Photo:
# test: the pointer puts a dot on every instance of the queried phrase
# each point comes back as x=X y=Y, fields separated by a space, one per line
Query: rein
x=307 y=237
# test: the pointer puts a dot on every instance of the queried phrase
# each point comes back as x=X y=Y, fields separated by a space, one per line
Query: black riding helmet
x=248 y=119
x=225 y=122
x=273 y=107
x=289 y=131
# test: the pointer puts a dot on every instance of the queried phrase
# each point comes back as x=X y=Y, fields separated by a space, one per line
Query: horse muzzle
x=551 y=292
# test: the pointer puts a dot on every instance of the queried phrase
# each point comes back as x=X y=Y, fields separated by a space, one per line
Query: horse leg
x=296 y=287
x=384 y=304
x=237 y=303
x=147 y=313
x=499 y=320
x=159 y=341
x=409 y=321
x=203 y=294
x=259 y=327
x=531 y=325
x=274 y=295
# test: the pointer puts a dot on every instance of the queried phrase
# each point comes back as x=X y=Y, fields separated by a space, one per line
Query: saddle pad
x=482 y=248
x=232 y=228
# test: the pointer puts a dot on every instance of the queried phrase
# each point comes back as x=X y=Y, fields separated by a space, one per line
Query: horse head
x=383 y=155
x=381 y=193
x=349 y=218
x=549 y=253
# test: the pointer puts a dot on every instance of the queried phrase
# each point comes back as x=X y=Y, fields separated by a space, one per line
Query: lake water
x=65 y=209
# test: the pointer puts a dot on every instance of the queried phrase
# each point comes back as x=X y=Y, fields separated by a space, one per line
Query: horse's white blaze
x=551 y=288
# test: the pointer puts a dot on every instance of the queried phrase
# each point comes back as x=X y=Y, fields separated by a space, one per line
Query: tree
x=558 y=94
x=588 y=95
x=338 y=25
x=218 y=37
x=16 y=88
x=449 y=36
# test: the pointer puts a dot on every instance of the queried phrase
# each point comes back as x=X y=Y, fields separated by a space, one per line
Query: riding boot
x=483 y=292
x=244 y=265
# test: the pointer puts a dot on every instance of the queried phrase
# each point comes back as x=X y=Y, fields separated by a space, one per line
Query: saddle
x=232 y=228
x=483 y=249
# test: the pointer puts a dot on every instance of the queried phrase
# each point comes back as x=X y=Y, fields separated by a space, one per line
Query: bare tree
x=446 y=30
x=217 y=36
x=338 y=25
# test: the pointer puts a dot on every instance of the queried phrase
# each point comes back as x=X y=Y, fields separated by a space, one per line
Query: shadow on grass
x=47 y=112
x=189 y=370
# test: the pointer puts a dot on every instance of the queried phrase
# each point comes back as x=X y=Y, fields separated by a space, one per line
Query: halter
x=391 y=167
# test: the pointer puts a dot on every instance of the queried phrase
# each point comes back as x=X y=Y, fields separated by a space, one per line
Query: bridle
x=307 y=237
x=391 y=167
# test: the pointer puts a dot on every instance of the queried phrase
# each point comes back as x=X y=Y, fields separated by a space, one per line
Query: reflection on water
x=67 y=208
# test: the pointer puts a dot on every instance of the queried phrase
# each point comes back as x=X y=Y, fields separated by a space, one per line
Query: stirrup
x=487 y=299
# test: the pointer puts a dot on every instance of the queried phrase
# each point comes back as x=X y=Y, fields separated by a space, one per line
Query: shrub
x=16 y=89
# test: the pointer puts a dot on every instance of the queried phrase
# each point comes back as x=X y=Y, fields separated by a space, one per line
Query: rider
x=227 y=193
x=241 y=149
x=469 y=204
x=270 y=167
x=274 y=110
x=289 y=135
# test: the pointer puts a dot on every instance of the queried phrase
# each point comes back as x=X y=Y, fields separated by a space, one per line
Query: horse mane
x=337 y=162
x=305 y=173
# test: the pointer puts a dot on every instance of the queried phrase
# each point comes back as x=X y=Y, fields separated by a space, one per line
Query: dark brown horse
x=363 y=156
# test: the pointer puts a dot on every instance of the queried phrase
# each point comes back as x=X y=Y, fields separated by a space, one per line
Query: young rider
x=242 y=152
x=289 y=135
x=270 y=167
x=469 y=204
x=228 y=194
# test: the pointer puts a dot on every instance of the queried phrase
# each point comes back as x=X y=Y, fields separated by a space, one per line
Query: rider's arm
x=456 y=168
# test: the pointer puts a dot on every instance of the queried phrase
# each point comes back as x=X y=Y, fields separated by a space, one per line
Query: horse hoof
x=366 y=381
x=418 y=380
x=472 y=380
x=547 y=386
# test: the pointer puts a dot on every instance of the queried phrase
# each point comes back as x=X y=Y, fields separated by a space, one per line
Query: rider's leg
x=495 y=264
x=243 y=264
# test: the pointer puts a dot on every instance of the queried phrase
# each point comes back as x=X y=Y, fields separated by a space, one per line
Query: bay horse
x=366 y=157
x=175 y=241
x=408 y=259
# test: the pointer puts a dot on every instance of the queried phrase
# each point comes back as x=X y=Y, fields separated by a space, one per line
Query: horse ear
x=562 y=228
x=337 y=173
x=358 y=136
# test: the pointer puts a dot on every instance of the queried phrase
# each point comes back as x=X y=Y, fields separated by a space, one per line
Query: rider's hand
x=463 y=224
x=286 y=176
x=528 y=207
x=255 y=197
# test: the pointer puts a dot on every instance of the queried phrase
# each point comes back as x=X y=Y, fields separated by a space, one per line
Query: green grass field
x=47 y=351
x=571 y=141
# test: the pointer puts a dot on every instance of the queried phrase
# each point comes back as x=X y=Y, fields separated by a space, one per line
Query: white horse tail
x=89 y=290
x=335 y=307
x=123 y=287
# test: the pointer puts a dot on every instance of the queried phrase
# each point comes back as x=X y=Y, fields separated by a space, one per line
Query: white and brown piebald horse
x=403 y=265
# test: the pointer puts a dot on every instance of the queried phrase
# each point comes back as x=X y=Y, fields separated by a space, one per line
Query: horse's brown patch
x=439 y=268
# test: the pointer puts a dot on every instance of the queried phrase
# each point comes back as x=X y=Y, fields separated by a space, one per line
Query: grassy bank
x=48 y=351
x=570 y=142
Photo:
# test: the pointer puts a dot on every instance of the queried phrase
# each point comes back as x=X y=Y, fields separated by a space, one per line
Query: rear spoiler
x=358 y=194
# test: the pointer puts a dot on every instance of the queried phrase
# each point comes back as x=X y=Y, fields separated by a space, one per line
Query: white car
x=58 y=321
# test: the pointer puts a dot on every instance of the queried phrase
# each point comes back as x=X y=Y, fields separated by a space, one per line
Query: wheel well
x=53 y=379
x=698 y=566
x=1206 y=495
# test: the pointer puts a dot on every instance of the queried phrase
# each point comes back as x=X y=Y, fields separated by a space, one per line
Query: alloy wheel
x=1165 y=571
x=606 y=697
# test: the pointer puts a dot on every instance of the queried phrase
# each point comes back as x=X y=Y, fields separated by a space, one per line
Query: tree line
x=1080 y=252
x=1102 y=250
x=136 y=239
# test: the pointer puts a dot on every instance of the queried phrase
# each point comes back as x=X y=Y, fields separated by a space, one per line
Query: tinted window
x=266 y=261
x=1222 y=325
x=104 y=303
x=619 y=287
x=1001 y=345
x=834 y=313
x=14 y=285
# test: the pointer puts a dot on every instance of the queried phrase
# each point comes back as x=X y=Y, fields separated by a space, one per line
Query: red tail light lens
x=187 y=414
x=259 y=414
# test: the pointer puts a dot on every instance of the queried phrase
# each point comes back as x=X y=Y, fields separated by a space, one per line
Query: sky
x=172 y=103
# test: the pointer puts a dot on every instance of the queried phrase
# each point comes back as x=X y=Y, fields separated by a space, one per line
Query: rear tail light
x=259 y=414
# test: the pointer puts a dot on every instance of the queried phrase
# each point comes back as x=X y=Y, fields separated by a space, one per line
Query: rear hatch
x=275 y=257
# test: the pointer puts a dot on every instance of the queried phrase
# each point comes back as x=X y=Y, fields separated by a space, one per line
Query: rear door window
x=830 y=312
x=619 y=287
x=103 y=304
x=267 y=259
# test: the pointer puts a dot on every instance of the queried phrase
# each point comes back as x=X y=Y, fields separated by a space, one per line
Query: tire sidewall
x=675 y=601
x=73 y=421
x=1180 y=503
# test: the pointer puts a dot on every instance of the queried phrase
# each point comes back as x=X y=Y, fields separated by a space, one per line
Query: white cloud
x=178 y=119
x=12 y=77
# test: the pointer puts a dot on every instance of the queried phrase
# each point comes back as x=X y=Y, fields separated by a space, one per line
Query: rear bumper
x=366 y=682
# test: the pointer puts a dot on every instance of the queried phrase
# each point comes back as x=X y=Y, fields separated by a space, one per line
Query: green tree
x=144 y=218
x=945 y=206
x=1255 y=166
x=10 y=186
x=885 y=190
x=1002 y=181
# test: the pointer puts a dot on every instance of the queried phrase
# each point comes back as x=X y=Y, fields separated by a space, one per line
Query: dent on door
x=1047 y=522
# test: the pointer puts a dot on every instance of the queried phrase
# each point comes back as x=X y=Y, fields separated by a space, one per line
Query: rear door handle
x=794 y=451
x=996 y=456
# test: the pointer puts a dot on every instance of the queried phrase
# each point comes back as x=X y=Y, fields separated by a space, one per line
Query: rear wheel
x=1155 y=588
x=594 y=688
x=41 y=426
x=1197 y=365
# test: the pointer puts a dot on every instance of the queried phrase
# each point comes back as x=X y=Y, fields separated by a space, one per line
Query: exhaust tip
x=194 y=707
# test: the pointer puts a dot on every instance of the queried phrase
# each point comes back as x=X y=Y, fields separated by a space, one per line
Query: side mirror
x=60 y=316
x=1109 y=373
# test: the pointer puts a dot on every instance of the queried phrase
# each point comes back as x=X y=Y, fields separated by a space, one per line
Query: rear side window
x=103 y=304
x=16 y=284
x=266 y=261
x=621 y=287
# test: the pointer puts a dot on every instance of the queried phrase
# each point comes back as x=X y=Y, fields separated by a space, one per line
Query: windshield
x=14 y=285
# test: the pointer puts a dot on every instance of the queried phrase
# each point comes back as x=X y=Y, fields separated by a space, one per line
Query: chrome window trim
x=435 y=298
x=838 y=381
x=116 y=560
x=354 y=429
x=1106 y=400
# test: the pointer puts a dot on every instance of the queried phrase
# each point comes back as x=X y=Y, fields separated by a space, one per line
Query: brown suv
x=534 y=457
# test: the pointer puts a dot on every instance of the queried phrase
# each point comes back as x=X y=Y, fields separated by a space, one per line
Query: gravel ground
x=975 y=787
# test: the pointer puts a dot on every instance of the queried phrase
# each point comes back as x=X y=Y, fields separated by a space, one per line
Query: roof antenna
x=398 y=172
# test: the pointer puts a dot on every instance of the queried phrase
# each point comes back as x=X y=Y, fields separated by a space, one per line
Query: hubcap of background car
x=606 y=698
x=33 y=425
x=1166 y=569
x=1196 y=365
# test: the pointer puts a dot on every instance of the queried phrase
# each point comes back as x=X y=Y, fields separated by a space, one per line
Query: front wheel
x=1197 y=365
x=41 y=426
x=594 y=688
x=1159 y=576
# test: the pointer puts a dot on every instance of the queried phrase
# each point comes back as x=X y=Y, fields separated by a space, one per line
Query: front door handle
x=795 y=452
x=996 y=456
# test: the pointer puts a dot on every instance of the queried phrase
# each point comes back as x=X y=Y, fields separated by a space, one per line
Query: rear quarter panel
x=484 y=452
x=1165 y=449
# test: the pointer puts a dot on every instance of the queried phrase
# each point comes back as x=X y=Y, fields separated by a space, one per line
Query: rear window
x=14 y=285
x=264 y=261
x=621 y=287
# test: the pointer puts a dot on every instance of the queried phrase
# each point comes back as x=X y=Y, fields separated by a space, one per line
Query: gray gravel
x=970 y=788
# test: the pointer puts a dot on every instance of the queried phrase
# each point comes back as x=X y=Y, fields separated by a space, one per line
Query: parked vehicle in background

====

What is needed: Please copy the data word for word, starting from its first line and ending with the line that contains "x=551 y=292".

Result:
Photo:
# test: the pointer puts a dot on every instance of the queried phrase
# each point comes back as x=X y=Y, fields separated by a space, one per line
Query: rein
x=307 y=237
# test: the pointer puts a dot on every instance of the queried phrase
# each point comes back as x=X y=Y, fields separated by a space, one per line
Query: black riding helmet
x=248 y=119
x=225 y=122
x=273 y=107
x=289 y=131
# test: the pointer puts a dot on every instance of the queried phrase
# each point comes back as x=X y=Y, fields separated by a space, one per line
Query: horse muzzle
x=551 y=292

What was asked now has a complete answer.